A farmer passed away in Kansas in 2014 from what is believed to be a new tickborne disease. Named for Bourbon county in Kansas, the Bourbon virus is a thogotovirus and similar to both the Dhori virus and the Batken virus, which are both found only in the eastern hemisphere.
The man had symptoms similar to those of Rocky Mountain spotted fever, including that he had a rash on his abdomen. He passed away from multiple organ failure after 11 days.
The virus has not yet been found in ticks, but is believed to be tickborne because he had recently had a tick bite and attach itself.
If it is a tickborne disease, dogs may be at risk of the disease as well, and of course dogs can carry ticks in from outdoors and endanger humans.
The Kansas Department of Health and Environment tracks the most common tickborne diseases in Kansas: Rocky Mountain spotted fever, tularemia, Lyme disease, and ehrlichiosis.
The health department in Alberta Canada is working to determine the risk of Lyme disease in Alberta. Folks in that area should safely collect and contain any tick they find on their pets, themselves or other humans, or walking around unattached.
Follow the directions on this website for how to submit the tick to aid in the statistical survey. You don’t have to identify the type of tick. That will be determined later as part of the survey. All blacklegged ticks (also known as deer ticks) submitted will then be tested for the bacteria that transmit Lyme disease.
This program doesn’t test humans or dogs for Lyme disease, nor does it return results about the ticks submitted. But by submitting any ticks you find, you’ll help Alberta Health determine the risk of Lyme disease in your area.

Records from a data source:
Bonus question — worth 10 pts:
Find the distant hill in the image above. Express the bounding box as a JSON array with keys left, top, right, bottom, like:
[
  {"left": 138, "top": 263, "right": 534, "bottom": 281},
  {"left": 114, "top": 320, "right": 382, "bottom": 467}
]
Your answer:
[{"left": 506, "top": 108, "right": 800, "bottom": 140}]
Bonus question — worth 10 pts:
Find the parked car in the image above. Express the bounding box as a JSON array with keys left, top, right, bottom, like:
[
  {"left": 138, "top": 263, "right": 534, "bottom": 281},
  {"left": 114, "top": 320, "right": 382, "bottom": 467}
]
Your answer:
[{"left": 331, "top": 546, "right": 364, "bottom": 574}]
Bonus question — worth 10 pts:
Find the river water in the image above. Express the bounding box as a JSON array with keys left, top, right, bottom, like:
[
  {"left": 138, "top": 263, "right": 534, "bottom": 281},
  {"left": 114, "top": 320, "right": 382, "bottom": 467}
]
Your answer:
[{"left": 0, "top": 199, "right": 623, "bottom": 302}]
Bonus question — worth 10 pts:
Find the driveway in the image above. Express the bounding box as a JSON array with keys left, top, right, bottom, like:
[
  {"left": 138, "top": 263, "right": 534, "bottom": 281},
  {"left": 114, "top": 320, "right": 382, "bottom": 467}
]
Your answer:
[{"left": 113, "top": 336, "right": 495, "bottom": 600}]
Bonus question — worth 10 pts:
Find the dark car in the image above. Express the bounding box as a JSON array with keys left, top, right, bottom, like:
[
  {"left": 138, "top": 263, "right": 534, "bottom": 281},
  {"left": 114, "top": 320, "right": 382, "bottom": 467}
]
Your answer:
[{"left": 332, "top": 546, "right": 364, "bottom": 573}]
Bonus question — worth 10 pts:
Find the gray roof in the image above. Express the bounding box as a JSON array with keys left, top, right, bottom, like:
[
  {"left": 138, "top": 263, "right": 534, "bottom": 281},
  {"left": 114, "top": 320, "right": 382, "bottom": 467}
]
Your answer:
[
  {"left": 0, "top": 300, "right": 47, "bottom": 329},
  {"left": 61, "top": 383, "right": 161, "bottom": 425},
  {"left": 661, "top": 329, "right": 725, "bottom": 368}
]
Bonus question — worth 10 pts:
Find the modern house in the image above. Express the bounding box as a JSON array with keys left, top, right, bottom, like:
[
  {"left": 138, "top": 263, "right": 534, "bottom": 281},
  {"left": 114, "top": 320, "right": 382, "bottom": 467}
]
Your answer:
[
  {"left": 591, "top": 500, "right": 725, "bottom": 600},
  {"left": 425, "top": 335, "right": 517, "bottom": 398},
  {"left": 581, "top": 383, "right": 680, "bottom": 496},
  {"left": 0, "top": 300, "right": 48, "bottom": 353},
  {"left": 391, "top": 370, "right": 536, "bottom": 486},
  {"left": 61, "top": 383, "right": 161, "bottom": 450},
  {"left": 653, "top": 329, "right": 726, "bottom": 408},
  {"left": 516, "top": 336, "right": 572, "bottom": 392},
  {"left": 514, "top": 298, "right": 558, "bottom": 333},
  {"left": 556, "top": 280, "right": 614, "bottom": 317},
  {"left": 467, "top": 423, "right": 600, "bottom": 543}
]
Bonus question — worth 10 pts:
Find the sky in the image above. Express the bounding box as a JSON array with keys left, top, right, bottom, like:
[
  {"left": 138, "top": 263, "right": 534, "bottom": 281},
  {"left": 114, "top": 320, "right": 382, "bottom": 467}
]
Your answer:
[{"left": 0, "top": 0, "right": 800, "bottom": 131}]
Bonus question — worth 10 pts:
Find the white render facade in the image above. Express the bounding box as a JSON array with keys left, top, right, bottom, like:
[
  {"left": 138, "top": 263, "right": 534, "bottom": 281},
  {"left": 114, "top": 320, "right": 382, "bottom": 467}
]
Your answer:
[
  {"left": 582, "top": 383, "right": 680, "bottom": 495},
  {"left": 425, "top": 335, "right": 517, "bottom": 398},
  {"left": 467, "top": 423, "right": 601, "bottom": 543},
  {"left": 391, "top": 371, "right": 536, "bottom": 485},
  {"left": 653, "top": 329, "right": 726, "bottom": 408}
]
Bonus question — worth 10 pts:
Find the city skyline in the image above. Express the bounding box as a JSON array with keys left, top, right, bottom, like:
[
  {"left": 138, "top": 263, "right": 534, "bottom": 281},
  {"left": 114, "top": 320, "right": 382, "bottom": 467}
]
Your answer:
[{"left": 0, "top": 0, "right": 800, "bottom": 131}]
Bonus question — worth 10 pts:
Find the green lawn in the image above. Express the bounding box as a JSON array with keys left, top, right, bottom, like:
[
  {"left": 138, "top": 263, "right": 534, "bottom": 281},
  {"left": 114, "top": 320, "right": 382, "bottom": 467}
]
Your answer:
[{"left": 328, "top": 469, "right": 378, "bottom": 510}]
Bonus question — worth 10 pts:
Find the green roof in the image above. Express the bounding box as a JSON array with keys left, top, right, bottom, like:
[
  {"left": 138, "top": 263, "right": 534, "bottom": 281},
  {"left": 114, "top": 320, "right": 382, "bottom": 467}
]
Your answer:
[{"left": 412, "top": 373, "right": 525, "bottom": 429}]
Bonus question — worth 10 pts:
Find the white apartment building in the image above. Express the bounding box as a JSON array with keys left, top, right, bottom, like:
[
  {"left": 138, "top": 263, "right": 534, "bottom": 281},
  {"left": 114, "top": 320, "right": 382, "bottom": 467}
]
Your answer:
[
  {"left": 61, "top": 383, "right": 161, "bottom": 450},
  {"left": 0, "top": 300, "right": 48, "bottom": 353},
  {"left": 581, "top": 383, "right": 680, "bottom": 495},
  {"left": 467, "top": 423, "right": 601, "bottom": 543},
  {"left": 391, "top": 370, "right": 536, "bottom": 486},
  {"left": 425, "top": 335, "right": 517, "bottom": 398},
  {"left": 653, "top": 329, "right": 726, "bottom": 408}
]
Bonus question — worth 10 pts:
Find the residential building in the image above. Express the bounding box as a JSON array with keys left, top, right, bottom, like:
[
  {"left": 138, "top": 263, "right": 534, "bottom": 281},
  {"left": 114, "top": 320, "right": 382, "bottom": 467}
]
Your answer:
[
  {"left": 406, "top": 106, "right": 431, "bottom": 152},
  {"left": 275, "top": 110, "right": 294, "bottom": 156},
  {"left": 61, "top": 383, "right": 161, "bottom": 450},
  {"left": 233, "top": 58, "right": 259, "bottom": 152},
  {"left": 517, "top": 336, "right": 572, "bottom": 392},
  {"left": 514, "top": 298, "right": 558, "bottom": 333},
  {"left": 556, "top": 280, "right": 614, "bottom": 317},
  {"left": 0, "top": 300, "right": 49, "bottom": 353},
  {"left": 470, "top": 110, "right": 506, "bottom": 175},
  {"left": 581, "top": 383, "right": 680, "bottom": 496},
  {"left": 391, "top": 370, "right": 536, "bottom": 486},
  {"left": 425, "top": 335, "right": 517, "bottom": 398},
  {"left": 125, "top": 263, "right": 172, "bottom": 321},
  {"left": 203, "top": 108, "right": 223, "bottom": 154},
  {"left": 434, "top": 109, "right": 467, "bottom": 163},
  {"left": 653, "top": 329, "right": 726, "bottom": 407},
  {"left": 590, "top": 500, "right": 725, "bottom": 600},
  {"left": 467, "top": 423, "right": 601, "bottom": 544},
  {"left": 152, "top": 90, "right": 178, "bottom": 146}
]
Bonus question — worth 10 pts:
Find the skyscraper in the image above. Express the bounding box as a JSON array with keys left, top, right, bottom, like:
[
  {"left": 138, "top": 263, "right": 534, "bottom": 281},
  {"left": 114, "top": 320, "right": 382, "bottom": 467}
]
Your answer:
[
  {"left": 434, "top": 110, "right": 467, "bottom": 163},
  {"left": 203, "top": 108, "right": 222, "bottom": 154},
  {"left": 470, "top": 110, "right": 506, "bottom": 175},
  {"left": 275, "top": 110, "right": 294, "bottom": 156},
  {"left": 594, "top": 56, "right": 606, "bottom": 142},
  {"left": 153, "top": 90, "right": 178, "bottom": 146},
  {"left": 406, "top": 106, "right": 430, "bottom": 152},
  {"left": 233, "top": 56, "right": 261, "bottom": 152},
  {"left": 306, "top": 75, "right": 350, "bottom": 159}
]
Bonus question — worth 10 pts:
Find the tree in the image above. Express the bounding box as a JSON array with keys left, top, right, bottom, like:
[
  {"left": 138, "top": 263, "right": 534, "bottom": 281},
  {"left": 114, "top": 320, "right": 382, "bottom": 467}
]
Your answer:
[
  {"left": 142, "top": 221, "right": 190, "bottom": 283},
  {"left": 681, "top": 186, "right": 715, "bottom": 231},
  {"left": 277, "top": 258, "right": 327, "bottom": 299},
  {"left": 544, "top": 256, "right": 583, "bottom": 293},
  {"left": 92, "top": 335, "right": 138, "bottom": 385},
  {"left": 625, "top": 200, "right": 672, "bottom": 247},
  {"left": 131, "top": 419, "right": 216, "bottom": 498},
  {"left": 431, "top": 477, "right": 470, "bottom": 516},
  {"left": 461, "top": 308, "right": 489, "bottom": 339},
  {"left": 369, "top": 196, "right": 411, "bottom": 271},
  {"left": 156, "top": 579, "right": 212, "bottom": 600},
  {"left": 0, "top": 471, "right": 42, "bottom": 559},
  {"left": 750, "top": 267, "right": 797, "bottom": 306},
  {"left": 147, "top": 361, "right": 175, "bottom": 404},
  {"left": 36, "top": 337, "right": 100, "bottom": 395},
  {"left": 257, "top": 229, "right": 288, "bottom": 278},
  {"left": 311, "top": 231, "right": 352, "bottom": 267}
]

### EXERCISE SET
**1)** Copy the tickborne disease article word for word, everything from "Follow the directions" down to "in your area.".
**2)** In the tickborne disease article, after how many days did the Kansas farmer die of multiple organ failure?

### ANSWERS TO THE TASKS
**1)**
Follow the directions on this website for how to submit the tick to aid in the statistical survey. You don’t have to identify the type of tick. That will be determined later as part of the survey. All blacklegged ticks (also known as deer ticks) submitted will then be tested for the bacteria that transmit Lyme disease.
This program doesn’t test humans or dogs for Lyme disease, nor does it return results about the ticks submitted. But by submitting any ticks you find, you’ll help Alberta Health determine the risk of Lyme disease in your area.

**2)** After 11 days.